▸ LISTING:

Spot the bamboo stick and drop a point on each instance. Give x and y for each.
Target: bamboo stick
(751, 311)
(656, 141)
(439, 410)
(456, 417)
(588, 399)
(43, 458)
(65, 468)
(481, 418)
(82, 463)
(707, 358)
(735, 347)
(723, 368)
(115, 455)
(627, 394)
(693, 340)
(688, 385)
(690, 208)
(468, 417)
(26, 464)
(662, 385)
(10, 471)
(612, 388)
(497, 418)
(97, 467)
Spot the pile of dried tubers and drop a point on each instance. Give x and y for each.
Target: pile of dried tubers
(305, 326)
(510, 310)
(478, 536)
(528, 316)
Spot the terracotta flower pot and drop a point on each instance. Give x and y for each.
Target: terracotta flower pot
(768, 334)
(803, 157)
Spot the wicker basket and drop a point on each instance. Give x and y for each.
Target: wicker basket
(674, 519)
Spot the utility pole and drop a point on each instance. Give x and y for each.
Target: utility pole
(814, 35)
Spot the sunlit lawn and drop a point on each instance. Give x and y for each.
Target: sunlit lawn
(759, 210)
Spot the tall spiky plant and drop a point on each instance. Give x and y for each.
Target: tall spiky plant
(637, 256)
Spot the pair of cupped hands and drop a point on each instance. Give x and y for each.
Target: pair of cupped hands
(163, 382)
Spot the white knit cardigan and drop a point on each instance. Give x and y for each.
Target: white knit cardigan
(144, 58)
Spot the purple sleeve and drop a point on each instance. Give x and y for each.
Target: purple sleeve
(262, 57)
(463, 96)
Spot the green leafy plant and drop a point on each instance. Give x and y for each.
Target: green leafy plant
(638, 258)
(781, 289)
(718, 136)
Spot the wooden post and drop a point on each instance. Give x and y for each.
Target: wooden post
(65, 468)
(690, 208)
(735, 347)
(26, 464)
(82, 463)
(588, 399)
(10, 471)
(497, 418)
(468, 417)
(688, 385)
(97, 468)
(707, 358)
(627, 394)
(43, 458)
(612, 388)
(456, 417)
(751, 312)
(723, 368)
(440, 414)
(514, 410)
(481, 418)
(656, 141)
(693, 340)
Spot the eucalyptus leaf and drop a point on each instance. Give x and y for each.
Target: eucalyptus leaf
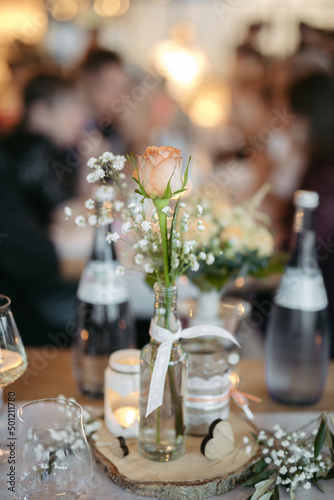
(320, 438)
(259, 466)
(258, 478)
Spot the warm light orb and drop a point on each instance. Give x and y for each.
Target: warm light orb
(182, 66)
(63, 10)
(107, 8)
(126, 416)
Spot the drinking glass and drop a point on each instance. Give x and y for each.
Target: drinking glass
(54, 460)
(13, 360)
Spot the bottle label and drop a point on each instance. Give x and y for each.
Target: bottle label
(301, 290)
(99, 284)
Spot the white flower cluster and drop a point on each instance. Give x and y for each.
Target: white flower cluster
(101, 166)
(293, 458)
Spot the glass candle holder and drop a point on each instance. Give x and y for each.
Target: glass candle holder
(121, 393)
(208, 384)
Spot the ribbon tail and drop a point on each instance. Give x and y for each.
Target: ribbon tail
(204, 330)
(155, 395)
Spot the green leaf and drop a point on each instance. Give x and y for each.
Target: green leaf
(275, 493)
(328, 438)
(318, 485)
(258, 478)
(185, 178)
(320, 439)
(259, 466)
(330, 474)
(262, 490)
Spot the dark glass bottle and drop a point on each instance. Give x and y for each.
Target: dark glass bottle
(297, 344)
(104, 321)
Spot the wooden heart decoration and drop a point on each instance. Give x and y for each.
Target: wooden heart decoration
(219, 441)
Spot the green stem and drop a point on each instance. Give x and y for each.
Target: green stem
(160, 204)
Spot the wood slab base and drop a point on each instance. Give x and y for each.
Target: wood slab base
(192, 476)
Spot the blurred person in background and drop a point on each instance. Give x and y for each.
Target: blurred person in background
(312, 98)
(34, 181)
(104, 82)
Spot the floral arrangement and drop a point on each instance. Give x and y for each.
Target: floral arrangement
(156, 223)
(293, 459)
(236, 240)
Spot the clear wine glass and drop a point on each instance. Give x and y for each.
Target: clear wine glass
(54, 458)
(13, 360)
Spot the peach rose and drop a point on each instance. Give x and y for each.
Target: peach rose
(156, 166)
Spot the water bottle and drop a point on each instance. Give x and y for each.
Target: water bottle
(104, 321)
(297, 346)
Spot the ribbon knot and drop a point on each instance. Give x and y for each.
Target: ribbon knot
(166, 339)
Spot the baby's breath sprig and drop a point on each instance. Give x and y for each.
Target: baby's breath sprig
(293, 459)
(161, 236)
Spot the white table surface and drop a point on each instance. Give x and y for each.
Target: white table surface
(104, 489)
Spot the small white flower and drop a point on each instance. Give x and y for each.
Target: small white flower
(89, 204)
(194, 266)
(166, 210)
(210, 259)
(91, 162)
(91, 177)
(143, 243)
(134, 207)
(92, 220)
(80, 221)
(120, 270)
(112, 237)
(283, 470)
(146, 225)
(118, 205)
(107, 156)
(99, 173)
(119, 162)
(139, 258)
(126, 227)
(148, 268)
(175, 263)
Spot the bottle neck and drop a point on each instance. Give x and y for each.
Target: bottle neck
(102, 250)
(304, 239)
(165, 307)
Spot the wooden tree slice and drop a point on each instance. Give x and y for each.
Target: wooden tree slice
(192, 476)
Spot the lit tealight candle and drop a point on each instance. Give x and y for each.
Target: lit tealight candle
(9, 360)
(126, 416)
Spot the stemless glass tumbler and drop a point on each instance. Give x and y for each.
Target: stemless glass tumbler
(54, 458)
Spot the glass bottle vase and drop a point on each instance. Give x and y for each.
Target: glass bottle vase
(162, 433)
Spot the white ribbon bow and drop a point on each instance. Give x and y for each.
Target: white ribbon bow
(166, 338)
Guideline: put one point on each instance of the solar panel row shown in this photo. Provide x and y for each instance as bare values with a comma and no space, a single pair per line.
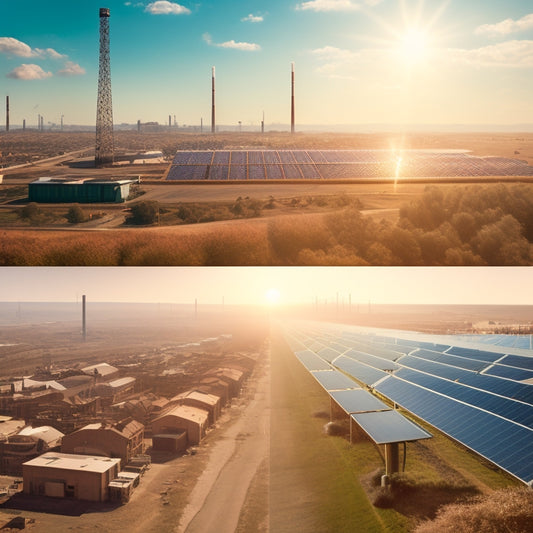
491,415
336,164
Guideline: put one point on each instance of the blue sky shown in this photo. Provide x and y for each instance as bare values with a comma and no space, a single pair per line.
249,285
357,61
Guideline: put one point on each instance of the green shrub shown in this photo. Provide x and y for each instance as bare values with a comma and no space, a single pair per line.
144,213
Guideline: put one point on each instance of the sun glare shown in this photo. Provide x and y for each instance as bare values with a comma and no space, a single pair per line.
272,296
414,45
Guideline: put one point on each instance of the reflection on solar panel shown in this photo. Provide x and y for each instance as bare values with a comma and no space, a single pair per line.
358,401
476,396
338,164
334,380
389,426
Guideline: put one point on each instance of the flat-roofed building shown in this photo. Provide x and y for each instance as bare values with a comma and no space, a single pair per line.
61,475
183,418
202,400
117,389
122,440
233,378
101,370
28,443
214,385
84,190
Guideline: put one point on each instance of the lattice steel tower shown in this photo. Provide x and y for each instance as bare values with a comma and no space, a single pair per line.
104,109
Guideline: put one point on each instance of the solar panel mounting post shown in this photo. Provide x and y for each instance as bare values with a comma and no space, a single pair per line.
392,458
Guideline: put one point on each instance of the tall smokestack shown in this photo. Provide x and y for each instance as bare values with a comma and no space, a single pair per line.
213,100
292,97
84,317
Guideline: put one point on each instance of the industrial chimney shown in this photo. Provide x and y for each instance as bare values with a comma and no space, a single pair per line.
292,97
213,100
84,317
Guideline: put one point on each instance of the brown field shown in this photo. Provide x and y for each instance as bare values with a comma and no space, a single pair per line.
294,214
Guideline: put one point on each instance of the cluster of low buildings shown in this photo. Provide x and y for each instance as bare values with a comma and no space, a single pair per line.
88,436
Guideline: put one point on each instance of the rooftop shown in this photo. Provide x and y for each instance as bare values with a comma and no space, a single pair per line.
66,461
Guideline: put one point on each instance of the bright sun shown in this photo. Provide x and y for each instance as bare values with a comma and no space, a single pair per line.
272,296
414,45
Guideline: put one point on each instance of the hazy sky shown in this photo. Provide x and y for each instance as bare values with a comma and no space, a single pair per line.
426,285
357,61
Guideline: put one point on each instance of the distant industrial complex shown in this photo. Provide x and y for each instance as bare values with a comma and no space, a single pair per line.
90,433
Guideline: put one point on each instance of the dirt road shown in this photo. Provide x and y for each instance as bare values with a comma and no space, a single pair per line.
216,501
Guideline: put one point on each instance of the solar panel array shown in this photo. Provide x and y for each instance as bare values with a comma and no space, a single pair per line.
380,422
336,164
481,397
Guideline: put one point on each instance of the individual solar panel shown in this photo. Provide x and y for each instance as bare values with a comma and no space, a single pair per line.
359,371
292,172
255,157
218,172
357,401
221,158
334,380
256,172
461,362
286,156
271,157
237,172
371,360
509,372
301,156
274,172
328,354
180,173
518,361
475,354
238,158
311,361
309,172
386,427
511,409
501,441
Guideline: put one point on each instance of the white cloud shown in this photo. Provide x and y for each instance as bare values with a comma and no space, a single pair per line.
328,5
163,7
28,72
505,27
509,54
248,47
71,69
48,52
12,46
9,45
252,18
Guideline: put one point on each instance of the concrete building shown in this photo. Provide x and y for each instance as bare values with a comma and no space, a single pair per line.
202,400
101,370
117,389
58,190
183,418
60,475
28,443
122,440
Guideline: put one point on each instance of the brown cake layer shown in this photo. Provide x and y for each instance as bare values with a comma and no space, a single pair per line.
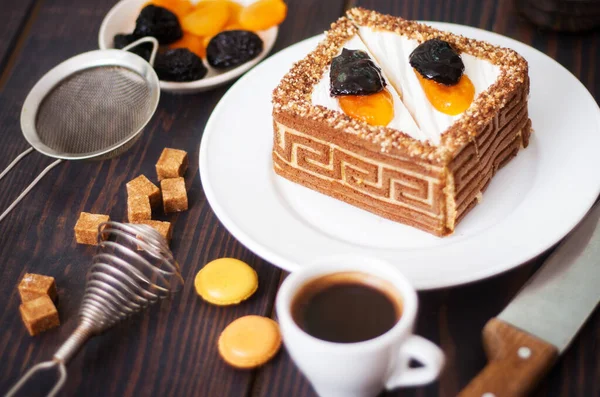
383,170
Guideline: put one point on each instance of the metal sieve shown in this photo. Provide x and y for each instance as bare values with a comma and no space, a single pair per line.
92,106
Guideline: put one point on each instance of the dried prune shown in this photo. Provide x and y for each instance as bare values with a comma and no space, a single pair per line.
437,60
159,23
354,73
179,64
144,50
233,48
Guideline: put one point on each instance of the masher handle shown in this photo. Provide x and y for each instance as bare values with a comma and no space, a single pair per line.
62,371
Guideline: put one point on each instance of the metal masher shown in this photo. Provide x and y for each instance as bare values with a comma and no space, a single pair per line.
91,106
133,268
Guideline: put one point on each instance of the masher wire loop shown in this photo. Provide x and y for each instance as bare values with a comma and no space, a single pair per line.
133,269
91,106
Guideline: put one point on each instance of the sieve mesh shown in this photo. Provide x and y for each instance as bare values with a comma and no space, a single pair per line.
93,110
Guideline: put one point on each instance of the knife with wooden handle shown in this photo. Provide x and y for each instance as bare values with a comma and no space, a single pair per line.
528,336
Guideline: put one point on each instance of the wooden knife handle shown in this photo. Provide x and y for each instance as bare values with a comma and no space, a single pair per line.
517,361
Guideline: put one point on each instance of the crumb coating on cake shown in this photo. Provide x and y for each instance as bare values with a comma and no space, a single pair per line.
293,94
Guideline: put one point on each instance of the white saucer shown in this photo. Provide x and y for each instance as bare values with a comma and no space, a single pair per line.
530,205
121,19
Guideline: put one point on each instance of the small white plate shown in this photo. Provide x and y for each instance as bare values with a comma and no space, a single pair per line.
530,204
121,19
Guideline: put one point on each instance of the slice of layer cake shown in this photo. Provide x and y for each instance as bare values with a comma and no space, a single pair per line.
401,119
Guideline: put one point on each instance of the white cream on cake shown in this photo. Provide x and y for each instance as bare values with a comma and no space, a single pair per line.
392,52
402,121
413,114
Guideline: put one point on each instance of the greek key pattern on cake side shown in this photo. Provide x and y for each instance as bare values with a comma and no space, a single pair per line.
394,185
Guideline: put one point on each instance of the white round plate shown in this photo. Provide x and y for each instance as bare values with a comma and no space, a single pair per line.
530,204
121,19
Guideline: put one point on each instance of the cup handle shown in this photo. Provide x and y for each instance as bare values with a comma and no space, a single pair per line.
422,350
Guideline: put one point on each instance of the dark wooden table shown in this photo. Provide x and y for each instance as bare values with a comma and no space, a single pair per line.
171,349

▸ REQUIREMENT: Print, with no changes, the lines of the entries from the one containing "Guideline: put one point on each instance of the slice" up to and including the last line of the entries.

▸ TASK ANSWER:
Guideline: put one point on each instance of the slice of layer cake shown in this photo. Provide x and y for each instance as bare values with a comma and no space, a single pair per line.
401,119
Guideline: put one point on each instance of the white cream on cake shown in this photo. Provide x and y for each instance as bare values with a comma and no space, a single pair per line.
392,52
402,121
413,114
Guideline: put one point on each instance of the greek key pattern on cake side shown in this photo. Provide x and y for each instance as bare values with a comma and no space, a single pair per line.
394,185
Guideline: put one point on each instance of the white round plate shown in this photo. Provide x and y for each instance as bare values with a comma and no space, a single pair per line.
530,204
121,19
Guideline: put one point on each instance of the cup handle shown in this photo. Provide x and y for each instance as bare values with a comma and no space, a single pair per line.
422,350
Guideline: put one point on each instance of the dark wooden table shown in this photo. Provide x and y for each instance as bare values with a comma and no space, a single pair per line.
171,349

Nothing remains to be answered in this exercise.